### Work to be completed
Can you reproduce the lines from the one with "Where can the upper" up to and including the one with "x=259, y=369", replacing "upper lip" with "lower lip" and leaving everything else unchanged? Give only those lines.

### Supplied information
>> Begin
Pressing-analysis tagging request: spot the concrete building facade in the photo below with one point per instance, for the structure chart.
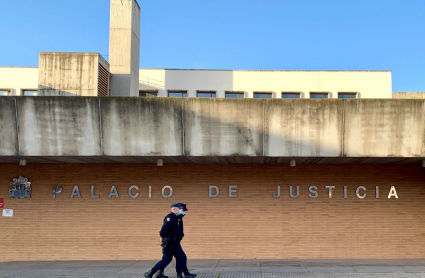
(304, 164)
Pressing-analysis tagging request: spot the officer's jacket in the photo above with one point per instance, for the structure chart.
(173, 226)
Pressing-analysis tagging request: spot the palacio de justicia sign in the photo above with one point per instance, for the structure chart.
(21, 188)
(214, 191)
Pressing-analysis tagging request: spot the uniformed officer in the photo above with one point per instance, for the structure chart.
(171, 234)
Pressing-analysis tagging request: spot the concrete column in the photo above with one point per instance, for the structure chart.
(124, 47)
(220, 94)
(191, 93)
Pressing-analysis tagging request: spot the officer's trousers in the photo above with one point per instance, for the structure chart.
(172, 249)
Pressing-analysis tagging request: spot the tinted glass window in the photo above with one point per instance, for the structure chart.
(29, 93)
(346, 95)
(148, 93)
(318, 95)
(290, 95)
(177, 94)
(206, 94)
(234, 95)
(262, 95)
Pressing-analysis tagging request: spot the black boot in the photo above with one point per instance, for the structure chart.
(160, 274)
(187, 274)
(149, 274)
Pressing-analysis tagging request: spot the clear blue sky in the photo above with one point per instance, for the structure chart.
(232, 34)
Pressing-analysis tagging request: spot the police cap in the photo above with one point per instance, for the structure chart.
(179, 205)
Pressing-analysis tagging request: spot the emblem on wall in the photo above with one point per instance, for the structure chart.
(20, 188)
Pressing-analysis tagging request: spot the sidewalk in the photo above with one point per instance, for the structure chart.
(221, 268)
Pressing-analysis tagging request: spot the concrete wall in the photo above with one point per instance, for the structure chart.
(126, 127)
(409, 95)
(16, 79)
(124, 47)
(69, 74)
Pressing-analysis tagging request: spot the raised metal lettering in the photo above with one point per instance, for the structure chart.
(233, 189)
(292, 195)
(277, 195)
(57, 189)
(313, 190)
(330, 190)
(76, 192)
(210, 193)
(170, 194)
(113, 192)
(393, 193)
(92, 194)
(131, 194)
(358, 194)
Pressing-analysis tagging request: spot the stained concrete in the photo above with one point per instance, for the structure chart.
(141, 126)
(58, 126)
(223, 127)
(195, 130)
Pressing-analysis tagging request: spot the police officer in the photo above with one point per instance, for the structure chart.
(171, 234)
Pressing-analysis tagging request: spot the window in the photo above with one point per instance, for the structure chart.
(29, 92)
(235, 94)
(206, 94)
(319, 95)
(262, 95)
(4, 92)
(291, 95)
(148, 93)
(347, 95)
(177, 93)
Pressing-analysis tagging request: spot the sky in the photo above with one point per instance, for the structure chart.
(232, 34)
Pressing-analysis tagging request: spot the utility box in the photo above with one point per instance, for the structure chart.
(73, 74)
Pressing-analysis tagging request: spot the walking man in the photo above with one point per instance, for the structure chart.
(171, 234)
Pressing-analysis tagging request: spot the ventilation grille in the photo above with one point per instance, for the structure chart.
(103, 86)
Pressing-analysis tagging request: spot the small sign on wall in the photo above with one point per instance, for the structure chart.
(7, 212)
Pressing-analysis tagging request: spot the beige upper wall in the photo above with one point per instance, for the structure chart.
(369, 84)
(409, 95)
(17, 80)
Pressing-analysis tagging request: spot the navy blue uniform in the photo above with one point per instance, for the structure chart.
(172, 233)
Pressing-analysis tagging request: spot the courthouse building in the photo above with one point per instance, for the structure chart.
(271, 164)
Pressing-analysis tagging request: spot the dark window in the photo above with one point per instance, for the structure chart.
(347, 95)
(206, 94)
(319, 95)
(262, 95)
(290, 95)
(148, 93)
(177, 93)
(235, 95)
(29, 92)
(4, 92)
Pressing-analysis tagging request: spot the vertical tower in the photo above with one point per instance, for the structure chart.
(124, 47)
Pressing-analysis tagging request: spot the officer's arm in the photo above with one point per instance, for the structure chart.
(165, 228)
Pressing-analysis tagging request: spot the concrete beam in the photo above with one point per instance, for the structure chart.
(223, 127)
(142, 126)
(194, 127)
(58, 126)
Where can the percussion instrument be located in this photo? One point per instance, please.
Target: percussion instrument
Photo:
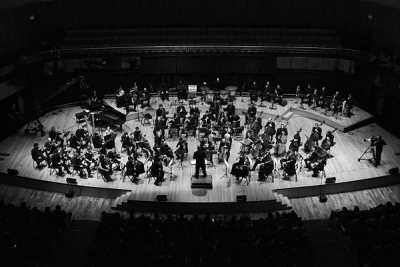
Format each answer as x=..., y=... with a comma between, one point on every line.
x=280, y=149
x=232, y=92
x=224, y=95
x=210, y=96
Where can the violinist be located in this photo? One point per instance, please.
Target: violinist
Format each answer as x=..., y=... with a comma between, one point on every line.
x=278, y=94
x=157, y=171
x=282, y=131
x=181, y=110
x=58, y=162
x=316, y=129
x=230, y=109
x=308, y=95
x=105, y=167
x=335, y=102
x=182, y=91
x=323, y=94
x=55, y=135
x=74, y=143
x=78, y=165
x=264, y=156
x=267, y=92
x=39, y=156
x=224, y=150
x=240, y=169
x=347, y=106
x=114, y=157
x=164, y=93
x=182, y=148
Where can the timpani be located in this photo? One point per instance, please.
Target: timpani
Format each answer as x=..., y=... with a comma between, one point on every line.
x=232, y=92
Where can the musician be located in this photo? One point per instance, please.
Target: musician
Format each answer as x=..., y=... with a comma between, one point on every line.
x=39, y=156
x=57, y=162
x=240, y=169
x=200, y=157
x=157, y=171
x=347, y=106
x=267, y=92
x=335, y=102
x=307, y=95
x=217, y=85
x=281, y=131
x=318, y=130
x=105, y=168
x=55, y=135
x=264, y=156
x=78, y=165
x=323, y=94
x=252, y=111
x=164, y=93
x=318, y=166
x=265, y=170
x=182, y=91
x=74, y=143
x=224, y=150
x=278, y=94
x=114, y=157
x=378, y=143
x=181, y=110
x=182, y=148
x=230, y=109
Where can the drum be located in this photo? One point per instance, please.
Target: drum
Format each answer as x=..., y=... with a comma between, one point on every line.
x=232, y=92
x=280, y=149
x=224, y=94
x=210, y=96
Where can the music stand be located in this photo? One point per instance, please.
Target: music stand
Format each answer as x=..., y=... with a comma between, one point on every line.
x=226, y=170
x=171, y=175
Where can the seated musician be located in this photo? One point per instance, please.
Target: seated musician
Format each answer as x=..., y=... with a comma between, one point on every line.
x=97, y=140
x=347, y=106
x=267, y=92
x=78, y=165
x=307, y=95
x=278, y=94
x=156, y=170
x=230, y=109
x=114, y=157
x=182, y=148
x=57, y=162
x=318, y=130
x=105, y=168
x=181, y=110
x=120, y=97
x=224, y=150
x=74, y=143
x=240, y=169
x=335, y=102
x=281, y=131
x=265, y=170
x=323, y=94
x=164, y=94
x=131, y=169
x=264, y=156
x=182, y=91
x=318, y=166
x=55, y=135
x=39, y=156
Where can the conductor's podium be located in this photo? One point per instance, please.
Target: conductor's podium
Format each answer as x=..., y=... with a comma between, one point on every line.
x=201, y=182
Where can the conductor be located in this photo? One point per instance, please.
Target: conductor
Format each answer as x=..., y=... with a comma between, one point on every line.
x=200, y=157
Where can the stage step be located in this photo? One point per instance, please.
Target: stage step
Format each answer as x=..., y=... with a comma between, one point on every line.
x=287, y=116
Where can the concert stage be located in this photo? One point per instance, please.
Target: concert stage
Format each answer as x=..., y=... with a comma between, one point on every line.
x=350, y=173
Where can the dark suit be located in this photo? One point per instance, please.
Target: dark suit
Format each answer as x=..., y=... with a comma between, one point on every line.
x=200, y=157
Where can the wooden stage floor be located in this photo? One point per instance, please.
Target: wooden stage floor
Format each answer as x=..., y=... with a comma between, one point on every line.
x=344, y=165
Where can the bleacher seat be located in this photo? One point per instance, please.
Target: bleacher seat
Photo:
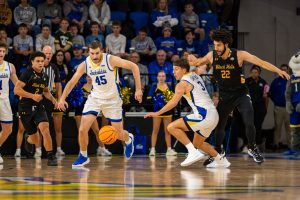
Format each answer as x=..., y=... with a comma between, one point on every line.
x=118, y=16
x=140, y=20
x=208, y=20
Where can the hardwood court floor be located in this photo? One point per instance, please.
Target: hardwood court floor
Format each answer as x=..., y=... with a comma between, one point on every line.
x=150, y=178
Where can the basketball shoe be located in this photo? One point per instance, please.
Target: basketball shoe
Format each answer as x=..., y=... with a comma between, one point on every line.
x=211, y=159
x=129, y=148
x=219, y=163
x=255, y=154
x=81, y=161
x=192, y=157
x=102, y=151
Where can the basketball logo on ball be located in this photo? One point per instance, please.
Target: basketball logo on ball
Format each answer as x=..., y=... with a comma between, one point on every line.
x=107, y=135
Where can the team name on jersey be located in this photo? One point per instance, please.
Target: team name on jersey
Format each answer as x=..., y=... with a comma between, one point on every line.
x=97, y=72
x=194, y=77
x=3, y=75
x=38, y=85
x=229, y=66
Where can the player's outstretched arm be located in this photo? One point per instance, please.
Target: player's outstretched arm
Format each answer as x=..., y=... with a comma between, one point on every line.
x=207, y=59
x=70, y=85
x=246, y=56
x=119, y=62
x=13, y=75
x=179, y=92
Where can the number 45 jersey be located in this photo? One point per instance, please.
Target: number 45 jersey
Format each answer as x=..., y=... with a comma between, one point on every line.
x=105, y=79
x=198, y=98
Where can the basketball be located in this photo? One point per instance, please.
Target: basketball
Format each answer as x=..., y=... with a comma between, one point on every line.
x=107, y=135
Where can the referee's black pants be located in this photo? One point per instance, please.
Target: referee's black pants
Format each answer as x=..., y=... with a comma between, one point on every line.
x=244, y=106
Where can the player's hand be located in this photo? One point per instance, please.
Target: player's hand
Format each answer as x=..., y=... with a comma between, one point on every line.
x=283, y=74
x=37, y=97
x=192, y=59
x=151, y=114
x=138, y=95
x=62, y=105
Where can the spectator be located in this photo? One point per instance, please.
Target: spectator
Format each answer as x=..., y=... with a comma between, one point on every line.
x=24, y=13
x=190, y=45
x=76, y=38
x=160, y=64
x=76, y=11
x=5, y=14
x=116, y=42
x=281, y=117
x=135, y=58
x=95, y=34
x=189, y=20
x=258, y=90
x=50, y=13
x=45, y=39
x=167, y=43
x=8, y=42
x=23, y=47
x=223, y=9
x=144, y=45
x=100, y=12
x=63, y=39
x=162, y=16
x=65, y=72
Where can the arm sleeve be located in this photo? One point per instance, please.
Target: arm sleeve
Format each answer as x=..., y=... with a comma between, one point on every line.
x=25, y=76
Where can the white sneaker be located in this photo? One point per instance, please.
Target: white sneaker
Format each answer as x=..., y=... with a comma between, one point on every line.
x=171, y=152
x=222, y=163
x=152, y=152
x=191, y=158
x=18, y=153
x=102, y=151
x=245, y=150
x=37, y=154
x=60, y=153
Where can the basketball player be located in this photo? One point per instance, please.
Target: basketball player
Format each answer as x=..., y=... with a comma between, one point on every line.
x=227, y=70
x=105, y=97
x=203, y=120
x=7, y=72
x=30, y=88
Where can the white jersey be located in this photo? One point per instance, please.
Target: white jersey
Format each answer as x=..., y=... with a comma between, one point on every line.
x=198, y=98
x=4, y=80
x=105, y=78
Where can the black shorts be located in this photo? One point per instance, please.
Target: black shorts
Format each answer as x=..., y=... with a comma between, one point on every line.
x=32, y=118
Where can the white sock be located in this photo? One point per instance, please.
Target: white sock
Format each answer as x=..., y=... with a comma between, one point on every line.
x=84, y=153
x=39, y=149
x=128, y=141
x=190, y=147
x=218, y=157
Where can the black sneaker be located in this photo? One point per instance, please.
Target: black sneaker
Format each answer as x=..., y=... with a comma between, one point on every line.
x=255, y=154
x=211, y=159
x=52, y=161
x=28, y=147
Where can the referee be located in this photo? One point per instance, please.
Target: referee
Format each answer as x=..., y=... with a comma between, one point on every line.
x=54, y=85
x=227, y=70
x=30, y=88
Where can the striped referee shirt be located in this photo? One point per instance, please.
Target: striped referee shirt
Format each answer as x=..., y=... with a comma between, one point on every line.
x=53, y=74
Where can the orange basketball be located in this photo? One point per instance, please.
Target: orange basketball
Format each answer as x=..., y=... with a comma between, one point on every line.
x=107, y=135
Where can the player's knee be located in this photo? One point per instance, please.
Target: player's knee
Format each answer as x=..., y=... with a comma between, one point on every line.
x=170, y=128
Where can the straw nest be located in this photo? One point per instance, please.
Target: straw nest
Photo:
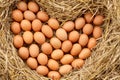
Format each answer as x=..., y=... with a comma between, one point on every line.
x=104, y=64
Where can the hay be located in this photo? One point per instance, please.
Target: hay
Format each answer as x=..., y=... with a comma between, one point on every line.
x=104, y=64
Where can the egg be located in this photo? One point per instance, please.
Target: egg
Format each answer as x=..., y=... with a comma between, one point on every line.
x=34, y=50
x=54, y=75
x=68, y=26
x=17, y=15
x=88, y=17
x=76, y=49
x=53, y=65
x=46, y=48
x=83, y=40
x=32, y=63
x=57, y=54
x=74, y=36
x=28, y=37
x=36, y=25
x=42, y=70
x=43, y=16
x=77, y=63
x=79, y=23
x=53, y=23
x=18, y=41
x=22, y=6
x=85, y=53
x=42, y=59
x=97, y=32
x=67, y=59
x=65, y=69
x=66, y=46
x=98, y=20
x=15, y=27
x=39, y=37
x=33, y=6
x=88, y=29
x=47, y=31
x=55, y=42
x=23, y=52
x=26, y=25
x=29, y=15
x=61, y=34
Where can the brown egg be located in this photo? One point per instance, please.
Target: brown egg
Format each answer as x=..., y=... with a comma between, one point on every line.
x=26, y=25
x=74, y=36
x=79, y=23
x=66, y=46
x=36, y=25
x=42, y=59
x=83, y=40
x=85, y=53
x=57, y=54
x=39, y=37
x=43, y=16
x=77, y=63
x=88, y=29
x=65, y=69
x=32, y=63
x=67, y=59
x=76, y=49
x=55, y=42
x=33, y=6
x=88, y=17
x=18, y=41
x=68, y=26
x=28, y=37
x=46, y=48
x=17, y=15
x=23, y=52
x=53, y=23
x=29, y=15
x=34, y=50
x=15, y=27
x=54, y=75
x=42, y=70
x=53, y=65
x=22, y=6
x=98, y=20
x=47, y=31
x=61, y=34
x=97, y=32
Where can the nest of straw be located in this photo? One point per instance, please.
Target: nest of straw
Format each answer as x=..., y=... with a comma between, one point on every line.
x=104, y=64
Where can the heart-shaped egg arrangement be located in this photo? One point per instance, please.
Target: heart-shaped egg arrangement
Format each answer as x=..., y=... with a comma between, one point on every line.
x=50, y=49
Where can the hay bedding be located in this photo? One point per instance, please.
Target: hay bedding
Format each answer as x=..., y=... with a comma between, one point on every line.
x=104, y=64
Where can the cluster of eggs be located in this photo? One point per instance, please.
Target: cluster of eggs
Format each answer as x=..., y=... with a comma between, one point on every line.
x=48, y=48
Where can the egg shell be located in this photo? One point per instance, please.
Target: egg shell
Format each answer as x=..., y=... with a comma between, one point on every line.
x=47, y=31
x=53, y=65
x=68, y=26
x=79, y=23
x=42, y=70
x=85, y=53
x=23, y=52
x=61, y=34
x=67, y=59
x=32, y=63
x=46, y=48
x=42, y=59
x=76, y=49
x=15, y=27
x=18, y=41
x=39, y=37
x=17, y=15
x=65, y=69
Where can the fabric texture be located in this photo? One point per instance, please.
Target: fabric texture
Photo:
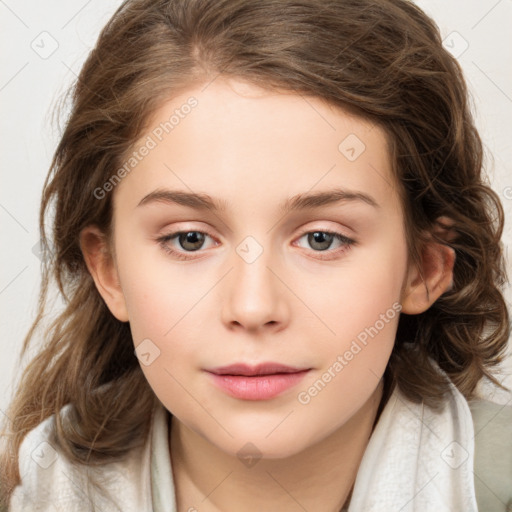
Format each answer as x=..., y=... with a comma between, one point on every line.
x=416, y=460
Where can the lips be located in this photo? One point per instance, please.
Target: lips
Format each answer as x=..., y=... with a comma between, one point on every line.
x=261, y=382
x=252, y=371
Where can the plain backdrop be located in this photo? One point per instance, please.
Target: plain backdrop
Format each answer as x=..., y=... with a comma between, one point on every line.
x=43, y=47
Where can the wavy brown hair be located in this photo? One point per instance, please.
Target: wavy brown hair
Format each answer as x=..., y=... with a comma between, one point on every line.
x=380, y=59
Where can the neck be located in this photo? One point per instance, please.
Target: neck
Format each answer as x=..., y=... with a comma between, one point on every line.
x=209, y=480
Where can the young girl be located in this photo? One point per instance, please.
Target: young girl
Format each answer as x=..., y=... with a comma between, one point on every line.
x=282, y=272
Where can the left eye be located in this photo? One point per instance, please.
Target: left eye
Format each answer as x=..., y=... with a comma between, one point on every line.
x=322, y=240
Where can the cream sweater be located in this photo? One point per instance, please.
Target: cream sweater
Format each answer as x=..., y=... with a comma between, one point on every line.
x=416, y=461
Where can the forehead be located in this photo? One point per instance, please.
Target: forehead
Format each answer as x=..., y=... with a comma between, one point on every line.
x=235, y=139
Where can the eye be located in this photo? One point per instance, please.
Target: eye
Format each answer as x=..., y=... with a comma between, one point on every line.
x=192, y=241
x=321, y=241
x=188, y=241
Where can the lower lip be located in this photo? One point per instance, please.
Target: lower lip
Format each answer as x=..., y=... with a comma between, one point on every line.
x=262, y=387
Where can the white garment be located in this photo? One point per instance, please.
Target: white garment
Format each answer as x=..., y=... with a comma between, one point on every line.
x=416, y=461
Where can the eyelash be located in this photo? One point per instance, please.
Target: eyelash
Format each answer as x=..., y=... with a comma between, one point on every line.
x=348, y=243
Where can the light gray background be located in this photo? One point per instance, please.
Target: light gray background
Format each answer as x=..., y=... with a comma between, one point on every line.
x=44, y=45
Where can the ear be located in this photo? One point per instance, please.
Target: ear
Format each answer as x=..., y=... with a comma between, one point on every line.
x=426, y=282
x=101, y=266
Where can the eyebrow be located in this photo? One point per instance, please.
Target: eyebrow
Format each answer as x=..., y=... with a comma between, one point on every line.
x=200, y=201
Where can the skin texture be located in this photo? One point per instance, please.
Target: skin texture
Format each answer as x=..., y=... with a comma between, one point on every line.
x=254, y=149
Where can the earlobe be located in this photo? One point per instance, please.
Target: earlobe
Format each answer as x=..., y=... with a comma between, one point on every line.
x=100, y=264
x=428, y=281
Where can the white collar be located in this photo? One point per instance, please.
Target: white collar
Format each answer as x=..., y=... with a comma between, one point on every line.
x=416, y=460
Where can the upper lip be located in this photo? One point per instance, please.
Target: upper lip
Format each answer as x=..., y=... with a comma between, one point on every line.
x=259, y=369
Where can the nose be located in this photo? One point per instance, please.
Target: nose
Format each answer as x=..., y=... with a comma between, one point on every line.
x=255, y=295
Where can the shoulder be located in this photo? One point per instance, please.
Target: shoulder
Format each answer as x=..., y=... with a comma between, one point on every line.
x=51, y=482
x=493, y=454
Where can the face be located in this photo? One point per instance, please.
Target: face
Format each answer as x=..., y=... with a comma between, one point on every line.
x=262, y=276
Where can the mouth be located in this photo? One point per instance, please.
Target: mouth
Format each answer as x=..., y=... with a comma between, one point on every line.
x=260, y=382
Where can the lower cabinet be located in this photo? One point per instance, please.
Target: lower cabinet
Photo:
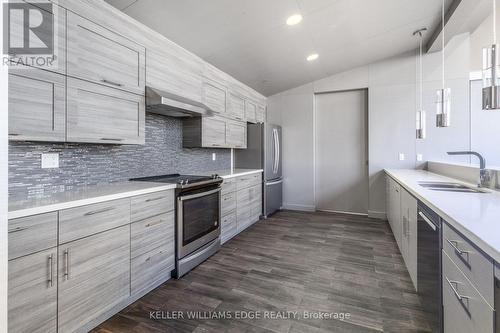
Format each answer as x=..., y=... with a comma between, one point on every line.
x=241, y=204
x=32, y=296
x=94, y=277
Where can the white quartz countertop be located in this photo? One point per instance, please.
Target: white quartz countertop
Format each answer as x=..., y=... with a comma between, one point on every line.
x=81, y=196
x=475, y=215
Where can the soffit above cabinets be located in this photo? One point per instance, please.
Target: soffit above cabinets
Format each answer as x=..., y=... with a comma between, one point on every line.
x=251, y=41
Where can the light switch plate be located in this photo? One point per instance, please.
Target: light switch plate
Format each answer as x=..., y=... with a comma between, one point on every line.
x=50, y=161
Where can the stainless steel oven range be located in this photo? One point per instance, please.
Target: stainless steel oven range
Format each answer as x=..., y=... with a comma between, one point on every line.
x=197, y=209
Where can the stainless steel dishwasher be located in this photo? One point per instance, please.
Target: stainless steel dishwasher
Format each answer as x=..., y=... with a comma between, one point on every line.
x=429, y=247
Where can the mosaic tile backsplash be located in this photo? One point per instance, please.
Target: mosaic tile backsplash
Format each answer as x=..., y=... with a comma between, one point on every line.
x=91, y=164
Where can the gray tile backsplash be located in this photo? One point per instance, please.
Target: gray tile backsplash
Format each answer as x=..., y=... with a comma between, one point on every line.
x=90, y=164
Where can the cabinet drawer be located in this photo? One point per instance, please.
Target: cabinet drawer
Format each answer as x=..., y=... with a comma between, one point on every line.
x=228, y=185
x=464, y=310
x=149, y=205
x=228, y=227
x=151, y=233
x=99, y=55
x=37, y=105
x=84, y=221
x=152, y=268
x=32, y=234
x=99, y=114
x=478, y=268
x=228, y=203
x=248, y=180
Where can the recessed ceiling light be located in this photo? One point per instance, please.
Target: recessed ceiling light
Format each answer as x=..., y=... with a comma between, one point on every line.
x=312, y=57
x=294, y=19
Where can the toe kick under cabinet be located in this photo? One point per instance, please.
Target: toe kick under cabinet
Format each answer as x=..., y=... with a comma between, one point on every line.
x=72, y=269
x=241, y=204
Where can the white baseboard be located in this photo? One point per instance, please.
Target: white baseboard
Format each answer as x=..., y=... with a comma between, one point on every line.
x=377, y=215
x=304, y=208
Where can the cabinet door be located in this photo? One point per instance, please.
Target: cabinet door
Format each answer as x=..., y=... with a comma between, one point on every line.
x=214, y=132
x=37, y=105
x=99, y=55
x=176, y=71
x=250, y=112
x=261, y=114
x=32, y=296
x=243, y=209
x=94, y=276
x=236, y=135
x=236, y=106
x=98, y=114
x=214, y=96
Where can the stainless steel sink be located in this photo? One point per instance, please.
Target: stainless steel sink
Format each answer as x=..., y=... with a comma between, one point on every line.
x=450, y=187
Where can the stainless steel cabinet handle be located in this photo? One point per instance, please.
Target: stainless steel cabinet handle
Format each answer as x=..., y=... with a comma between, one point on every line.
x=51, y=270
x=455, y=290
x=66, y=264
x=154, y=199
x=427, y=220
x=112, y=83
x=99, y=211
x=454, y=245
x=111, y=139
x=17, y=229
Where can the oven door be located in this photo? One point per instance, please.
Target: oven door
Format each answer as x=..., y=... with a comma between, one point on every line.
x=198, y=220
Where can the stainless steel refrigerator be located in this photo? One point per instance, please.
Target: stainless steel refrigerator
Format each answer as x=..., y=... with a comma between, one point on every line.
x=264, y=151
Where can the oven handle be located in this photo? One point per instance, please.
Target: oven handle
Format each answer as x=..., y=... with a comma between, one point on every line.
x=199, y=195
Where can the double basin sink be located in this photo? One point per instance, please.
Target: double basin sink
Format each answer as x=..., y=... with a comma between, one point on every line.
x=450, y=187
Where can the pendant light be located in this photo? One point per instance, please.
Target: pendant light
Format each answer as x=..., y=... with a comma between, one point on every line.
x=491, y=67
x=443, y=95
x=421, y=132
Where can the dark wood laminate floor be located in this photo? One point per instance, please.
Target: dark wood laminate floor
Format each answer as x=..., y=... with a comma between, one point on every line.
x=313, y=262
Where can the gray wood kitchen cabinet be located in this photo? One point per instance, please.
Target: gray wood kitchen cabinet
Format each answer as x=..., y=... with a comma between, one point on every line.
>> End
### Reply to the task
Where can the lower lip be located in this photo? One point per instance, please.
Target: lower lip
Format each answer as x=..., y=... with a comma between, one point on every line.
x=259, y=369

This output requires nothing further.